## start Working data
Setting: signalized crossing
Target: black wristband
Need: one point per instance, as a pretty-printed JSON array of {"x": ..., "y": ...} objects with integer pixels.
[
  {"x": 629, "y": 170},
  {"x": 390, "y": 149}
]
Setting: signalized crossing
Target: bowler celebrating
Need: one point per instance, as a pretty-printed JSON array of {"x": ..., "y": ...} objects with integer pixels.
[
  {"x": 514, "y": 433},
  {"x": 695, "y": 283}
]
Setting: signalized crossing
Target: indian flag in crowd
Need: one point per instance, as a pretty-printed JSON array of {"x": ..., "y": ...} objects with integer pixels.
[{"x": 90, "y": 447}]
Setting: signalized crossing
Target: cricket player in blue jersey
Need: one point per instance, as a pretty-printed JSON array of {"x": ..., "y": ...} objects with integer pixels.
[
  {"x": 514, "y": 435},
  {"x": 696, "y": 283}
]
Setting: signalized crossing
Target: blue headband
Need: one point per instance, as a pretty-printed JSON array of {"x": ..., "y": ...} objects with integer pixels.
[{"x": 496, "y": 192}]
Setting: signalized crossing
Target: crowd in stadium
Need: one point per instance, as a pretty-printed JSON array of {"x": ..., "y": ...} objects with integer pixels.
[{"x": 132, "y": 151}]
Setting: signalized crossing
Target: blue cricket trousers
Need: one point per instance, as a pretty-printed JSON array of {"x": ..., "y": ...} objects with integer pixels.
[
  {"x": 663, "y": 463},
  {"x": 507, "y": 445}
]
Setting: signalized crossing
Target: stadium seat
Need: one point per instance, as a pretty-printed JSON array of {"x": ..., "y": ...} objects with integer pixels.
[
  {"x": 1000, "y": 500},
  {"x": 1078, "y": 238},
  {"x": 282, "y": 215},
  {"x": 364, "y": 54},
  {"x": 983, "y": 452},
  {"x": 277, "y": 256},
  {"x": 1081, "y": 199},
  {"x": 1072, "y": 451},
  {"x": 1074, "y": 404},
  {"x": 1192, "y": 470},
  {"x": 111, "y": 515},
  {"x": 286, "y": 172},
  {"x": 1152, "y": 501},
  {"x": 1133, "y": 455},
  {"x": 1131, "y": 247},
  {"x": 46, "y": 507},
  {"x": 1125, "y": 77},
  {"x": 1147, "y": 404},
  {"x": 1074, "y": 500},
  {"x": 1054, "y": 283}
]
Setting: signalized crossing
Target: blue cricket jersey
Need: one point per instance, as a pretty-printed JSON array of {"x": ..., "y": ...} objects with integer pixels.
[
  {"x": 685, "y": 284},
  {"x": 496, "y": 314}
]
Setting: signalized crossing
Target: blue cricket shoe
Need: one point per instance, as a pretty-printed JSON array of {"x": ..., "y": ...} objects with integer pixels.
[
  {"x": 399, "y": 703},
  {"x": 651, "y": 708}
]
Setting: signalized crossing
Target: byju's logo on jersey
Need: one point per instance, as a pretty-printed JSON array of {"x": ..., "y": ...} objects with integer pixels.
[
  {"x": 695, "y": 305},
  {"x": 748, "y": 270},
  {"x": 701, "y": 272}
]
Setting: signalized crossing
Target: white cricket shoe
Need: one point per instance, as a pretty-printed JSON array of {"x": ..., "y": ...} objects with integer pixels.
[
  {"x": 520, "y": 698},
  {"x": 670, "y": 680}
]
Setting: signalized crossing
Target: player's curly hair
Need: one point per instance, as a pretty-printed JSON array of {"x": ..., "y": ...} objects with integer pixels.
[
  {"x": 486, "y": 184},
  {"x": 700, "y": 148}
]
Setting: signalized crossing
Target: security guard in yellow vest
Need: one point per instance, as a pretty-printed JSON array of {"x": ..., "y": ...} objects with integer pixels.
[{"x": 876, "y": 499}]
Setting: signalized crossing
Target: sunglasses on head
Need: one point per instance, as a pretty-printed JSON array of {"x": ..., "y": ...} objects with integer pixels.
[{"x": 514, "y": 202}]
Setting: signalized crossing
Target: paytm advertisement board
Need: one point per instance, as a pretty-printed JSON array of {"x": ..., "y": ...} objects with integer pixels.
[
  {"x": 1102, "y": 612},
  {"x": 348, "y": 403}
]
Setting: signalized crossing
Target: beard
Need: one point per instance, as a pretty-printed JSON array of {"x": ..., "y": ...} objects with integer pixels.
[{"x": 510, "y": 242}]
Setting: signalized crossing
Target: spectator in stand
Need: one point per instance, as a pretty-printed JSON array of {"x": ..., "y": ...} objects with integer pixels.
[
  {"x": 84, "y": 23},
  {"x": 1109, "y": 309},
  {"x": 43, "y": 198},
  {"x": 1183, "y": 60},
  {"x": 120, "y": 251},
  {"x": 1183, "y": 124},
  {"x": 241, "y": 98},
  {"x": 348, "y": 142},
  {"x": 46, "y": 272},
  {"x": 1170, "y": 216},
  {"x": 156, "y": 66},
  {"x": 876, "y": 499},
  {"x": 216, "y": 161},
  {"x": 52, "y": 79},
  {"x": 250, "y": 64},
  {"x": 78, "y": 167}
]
## end Working data
Exercise requirements. Would you restate each of the entries word for word?

Complete output.
Setting: signalized crossing
Target: black wristband
Need: one point per instance, as a pretty-printed JSON array of {"x": ..., "y": ...} objects with integer pixels.
[
  {"x": 629, "y": 170},
  {"x": 390, "y": 149}
]
Setting: signalized crossing
Target: bowler celebrating
Need: one point per instance, as a pretty-printed JSON array of {"x": ..., "y": ...} objects with integer pixels.
[
  {"x": 514, "y": 433},
  {"x": 695, "y": 283}
]
Setting: signalized crossing
Target: indian flag in crowd
Need: one point per instance, as a pretty-printed JSON array of {"x": ..., "y": ...} objects with integer pixels.
[{"x": 90, "y": 447}]
Setting: signalized crossing
Target: cricket player in blue jersey
Need: one point per instance, as a pretty-printed JSON array of {"x": ..., "y": ...} objects with integer pixels.
[
  {"x": 514, "y": 435},
  {"x": 696, "y": 283}
]
Setting: signalized crossing
Target: blue headband
Need: one point per instance, as a pretty-printed JSON array of {"x": ..., "y": ...} objects with integer pixels.
[{"x": 496, "y": 192}]
Setting: signalized crossing
Target: crowd in stadium
Need: one point per instance, as a pretty-printed JSON array of {"x": ..., "y": ...} objects with integer pixels.
[{"x": 132, "y": 151}]
Setting: signalized crossing
Target: blue cricket trousers
Need: one point per instance, as a pretty-printed JSON array of {"x": ..., "y": ...} objects with integer pixels.
[
  {"x": 663, "y": 463},
  {"x": 507, "y": 445}
]
Setting: signalized crossing
Target: stadium seat
Need: one point per instance, as a pretty-printed JSON array of {"x": ..., "y": ...} objects with integer pixels.
[
  {"x": 1000, "y": 500},
  {"x": 1078, "y": 238},
  {"x": 282, "y": 215},
  {"x": 364, "y": 54},
  {"x": 983, "y": 452},
  {"x": 277, "y": 256},
  {"x": 1081, "y": 199},
  {"x": 1072, "y": 451},
  {"x": 1074, "y": 404},
  {"x": 1192, "y": 470},
  {"x": 111, "y": 515},
  {"x": 286, "y": 172},
  {"x": 1152, "y": 501},
  {"x": 1133, "y": 455},
  {"x": 1131, "y": 247},
  {"x": 46, "y": 507},
  {"x": 1125, "y": 77},
  {"x": 1147, "y": 404},
  {"x": 1074, "y": 500},
  {"x": 1054, "y": 283}
]
Setting: signalized crossing
Target: blue cricket jersey
Need: one point per instance, as a pretty-printed JSON array of {"x": ..., "y": ...} objects with integer pixels.
[
  {"x": 685, "y": 284},
  {"x": 496, "y": 314}
]
Setting: signalized crossing
Target: blue cricket shoe
Need: one point per instance, as a pretty-printed JSON array of {"x": ..., "y": ...} objects with integer pixels.
[
  {"x": 399, "y": 703},
  {"x": 651, "y": 708}
]
Setting: signalized crossing
Target: byju's logo on jersey
Need: one point per instance, as a pretty-printed JSON array of {"x": ..., "y": ...} objects with integer pixels.
[
  {"x": 695, "y": 305},
  {"x": 748, "y": 270},
  {"x": 701, "y": 272}
]
Setting: signalized crossing
Target: white cricket shoe
Need: one point per instance, as a pretty-printed JSON array of {"x": ..., "y": ...} objects with integer pixels.
[
  {"x": 520, "y": 698},
  {"x": 670, "y": 680}
]
Setting: signalized crossing
Target: player's curly hair
Need: one point per instance, as a pretty-printed JSON array of {"x": ..., "y": ...} objects with integer pixels.
[
  {"x": 486, "y": 184},
  {"x": 700, "y": 148}
]
Setting: signalized crossing
Target: security guard in yellow vest
Need: one point per instance, as a pretty-printed JSON array of {"x": ..., "y": ...} objects with integer pixels.
[{"x": 876, "y": 499}]
Setting: signalized crossing
Target: sunglasses on head
Need: one point per instance, as a pretty-printed JSON array of {"x": ..., "y": ...} objects with integer pixels.
[{"x": 514, "y": 202}]
Setting: signalized crossing
Target: paytm advertisement board
Need: one point per instance, as a pretty-printed JSON array of {"x": ..., "y": ...} objects with integer pixels.
[
  {"x": 1102, "y": 612},
  {"x": 348, "y": 403}
]
Setting: signalized crossing
Target: beard
Need: one point per instance, as a pretty-printed JSON array of {"x": ..., "y": ...} objects with integer pixels.
[{"x": 510, "y": 242}]
Setting: signalized crossing
Target: spectator in stand
Need: one point per instance, as a pretty-printed JSON array of {"x": ..., "y": ...} objects with integer pixels.
[
  {"x": 84, "y": 23},
  {"x": 1109, "y": 309},
  {"x": 43, "y": 198},
  {"x": 1183, "y": 60},
  {"x": 120, "y": 251},
  {"x": 1183, "y": 124},
  {"x": 241, "y": 98},
  {"x": 348, "y": 142},
  {"x": 46, "y": 272},
  {"x": 1170, "y": 216},
  {"x": 156, "y": 66},
  {"x": 876, "y": 499},
  {"x": 216, "y": 161},
  {"x": 52, "y": 79},
  {"x": 250, "y": 64},
  {"x": 78, "y": 167}
]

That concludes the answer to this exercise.